• [Exercise directions]:
Rewrite every line of the records below as a JSON list of strings, one string per line, with blank lines skipped. Leave the pictures out of your answer.

• [Task input]:
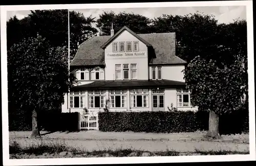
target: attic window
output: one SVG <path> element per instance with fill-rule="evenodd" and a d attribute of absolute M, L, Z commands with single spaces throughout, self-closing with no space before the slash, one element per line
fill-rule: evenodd
<path fill-rule="evenodd" d="M 133 51 L 139 51 L 139 41 L 133 42 Z"/>
<path fill-rule="evenodd" d="M 120 52 L 124 52 L 124 42 L 122 41 L 119 42 L 119 46 L 120 46 Z"/>
<path fill-rule="evenodd" d="M 117 42 L 113 42 L 113 52 L 117 52 L 118 51 L 117 46 Z"/>
<path fill-rule="evenodd" d="M 132 51 L 132 42 L 126 41 L 126 52 Z"/>
<path fill-rule="evenodd" d="M 162 79 L 162 67 L 152 67 L 152 80 L 161 79 Z"/>
<path fill-rule="evenodd" d="M 76 77 L 78 80 L 89 80 L 89 71 L 84 68 L 81 68 L 76 72 Z"/>
<path fill-rule="evenodd" d="M 95 68 L 92 70 L 91 80 L 104 80 L 104 70 L 102 68 Z"/>

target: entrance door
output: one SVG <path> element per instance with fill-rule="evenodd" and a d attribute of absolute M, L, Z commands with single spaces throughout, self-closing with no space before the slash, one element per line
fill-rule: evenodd
<path fill-rule="evenodd" d="M 152 100 L 153 111 L 163 111 L 164 110 L 163 94 L 153 94 Z"/>

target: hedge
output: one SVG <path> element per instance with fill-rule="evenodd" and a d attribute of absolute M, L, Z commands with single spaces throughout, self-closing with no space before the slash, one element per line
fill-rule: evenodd
<path fill-rule="evenodd" d="M 221 134 L 249 131 L 248 111 L 241 110 L 220 117 Z M 209 113 L 192 111 L 109 112 L 99 113 L 99 130 L 103 132 L 177 133 L 208 130 Z"/>
<path fill-rule="evenodd" d="M 32 129 L 31 113 L 9 114 L 9 131 Z M 209 113 L 194 112 L 109 112 L 99 113 L 101 131 L 174 133 L 208 130 Z M 41 129 L 48 131 L 78 130 L 78 113 L 43 112 L 38 114 Z M 220 117 L 220 133 L 235 134 L 249 131 L 248 109 Z"/>

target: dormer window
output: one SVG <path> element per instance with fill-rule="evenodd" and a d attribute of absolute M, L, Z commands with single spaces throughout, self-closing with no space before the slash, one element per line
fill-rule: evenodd
<path fill-rule="evenodd" d="M 118 42 L 113 42 L 113 52 L 118 52 Z"/>
<path fill-rule="evenodd" d="M 152 80 L 162 79 L 162 67 L 152 67 Z"/>
<path fill-rule="evenodd" d="M 89 70 L 85 68 L 81 68 L 76 72 L 76 78 L 78 80 L 89 80 Z"/>
<path fill-rule="evenodd" d="M 132 42 L 126 41 L 126 52 L 132 51 Z"/>
<path fill-rule="evenodd" d="M 123 79 L 129 79 L 129 65 L 128 64 L 124 64 L 123 65 Z"/>
<path fill-rule="evenodd" d="M 125 51 L 124 50 L 124 42 L 119 42 L 119 46 L 120 46 L 120 52 L 124 52 Z"/>
<path fill-rule="evenodd" d="M 91 80 L 104 80 L 104 70 L 100 68 L 92 70 L 91 72 Z"/>
<path fill-rule="evenodd" d="M 133 51 L 139 51 L 139 41 L 133 42 Z"/>
<path fill-rule="evenodd" d="M 121 79 L 121 64 L 116 64 L 116 79 Z"/>

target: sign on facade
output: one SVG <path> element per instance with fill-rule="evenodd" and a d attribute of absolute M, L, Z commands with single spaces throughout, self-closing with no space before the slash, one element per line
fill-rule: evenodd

• [Task output]:
[
  "target: attic window",
  "output: one SVG <path> element per instance with fill-rule=\"evenodd\" and a d attribute of absolute M, L, Z commands with single spaces throughout, self-closing with no space before the slash, one element per line",
  "fill-rule: evenodd",
  "<path fill-rule=\"evenodd\" d=\"M 133 51 L 139 51 L 139 41 L 133 42 Z\"/>",
  "<path fill-rule=\"evenodd\" d=\"M 120 52 L 124 52 L 124 42 L 122 41 L 119 42 L 119 46 L 120 46 Z\"/>",
  "<path fill-rule=\"evenodd\" d=\"M 117 42 L 113 42 L 113 52 L 117 52 L 118 51 L 117 46 Z\"/>",
  "<path fill-rule=\"evenodd\" d=\"M 132 51 L 132 42 L 126 41 L 126 52 Z\"/>",
  "<path fill-rule=\"evenodd\" d=\"M 162 79 L 162 67 L 152 67 L 152 80 L 161 79 Z\"/>",
  "<path fill-rule=\"evenodd\" d=\"M 76 77 L 78 80 L 89 80 L 89 71 L 84 68 L 81 68 L 76 72 Z\"/>",
  "<path fill-rule=\"evenodd\" d=\"M 95 68 L 92 70 L 91 80 L 104 80 L 104 70 L 102 68 Z\"/>",
  "target: entrance door",
  "output: one SVG <path> element per instance with fill-rule=\"evenodd\" and a d attribute of absolute M, L, Z commands with single spaces throughout, self-closing with no space before the slash, one element per line",
  "fill-rule: evenodd",
  "<path fill-rule=\"evenodd\" d=\"M 152 100 L 153 111 L 163 111 L 164 110 L 163 94 L 153 94 Z\"/>",
  "target: hedge",
  "output: one SVG <path> element per instance with fill-rule=\"evenodd\" and a d attribute of absolute M, L, Z commands with single spaces throughout, self-closing with no space before the slash, one element per line",
  "fill-rule: evenodd",
  "<path fill-rule=\"evenodd\" d=\"M 221 134 L 249 131 L 248 111 L 241 110 L 220 117 Z M 209 113 L 192 111 L 109 112 L 99 113 L 99 130 L 103 132 L 177 133 L 208 130 Z\"/>",
  "<path fill-rule=\"evenodd\" d=\"M 32 129 L 31 113 L 9 114 L 9 131 Z M 209 113 L 194 112 L 109 112 L 99 113 L 101 131 L 174 133 L 208 130 Z M 41 129 L 48 131 L 78 130 L 78 113 L 43 112 L 38 114 Z M 220 117 L 220 133 L 235 134 L 249 131 L 248 109 Z\"/>",
  "target: dormer window",
  "output: one SVG <path> element per instance with fill-rule=\"evenodd\" and a d attribute of absolute M, L, Z commands with single spaces throughout, self-closing with no space before the slash, one element per line",
  "fill-rule: evenodd",
  "<path fill-rule=\"evenodd\" d=\"M 118 42 L 113 42 L 113 52 L 118 52 Z\"/>",
  "<path fill-rule=\"evenodd\" d=\"M 152 80 L 162 79 L 162 67 L 152 67 Z\"/>",
  "<path fill-rule=\"evenodd\" d=\"M 89 70 L 85 68 L 81 68 L 76 72 L 76 78 L 78 80 L 89 80 Z\"/>",
  "<path fill-rule=\"evenodd\" d=\"M 132 42 L 126 41 L 126 52 L 132 51 Z\"/>",
  "<path fill-rule=\"evenodd\" d=\"M 123 79 L 129 79 L 129 65 L 128 64 L 124 64 L 123 65 Z\"/>",
  "<path fill-rule=\"evenodd\" d=\"M 125 51 L 124 50 L 124 42 L 119 42 L 119 46 L 120 46 L 120 52 L 124 52 Z\"/>",
  "<path fill-rule=\"evenodd\" d=\"M 91 80 L 104 80 L 104 70 L 100 68 L 92 70 L 91 72 Z\"/>",
  "<path fill-rule=\"evenodd\" d=\"M 133 51 L 139 51 L 139 41 L 133 42 Z\"/>",
  "<path fill-rule=\"evenodd\" d=\"M 121 79 L 121 64 L 116 64 L 116 79 Z\"/>",
  "target: sign on facade",
  "output: one SVG <path> element per instance with fill-rule=\"evenodd\" and a d attribute of absolute M, L, Z commands with single spaces throughout, self-closing with no space before the slash, one element per line",
  "fill-rule: evenodd"
]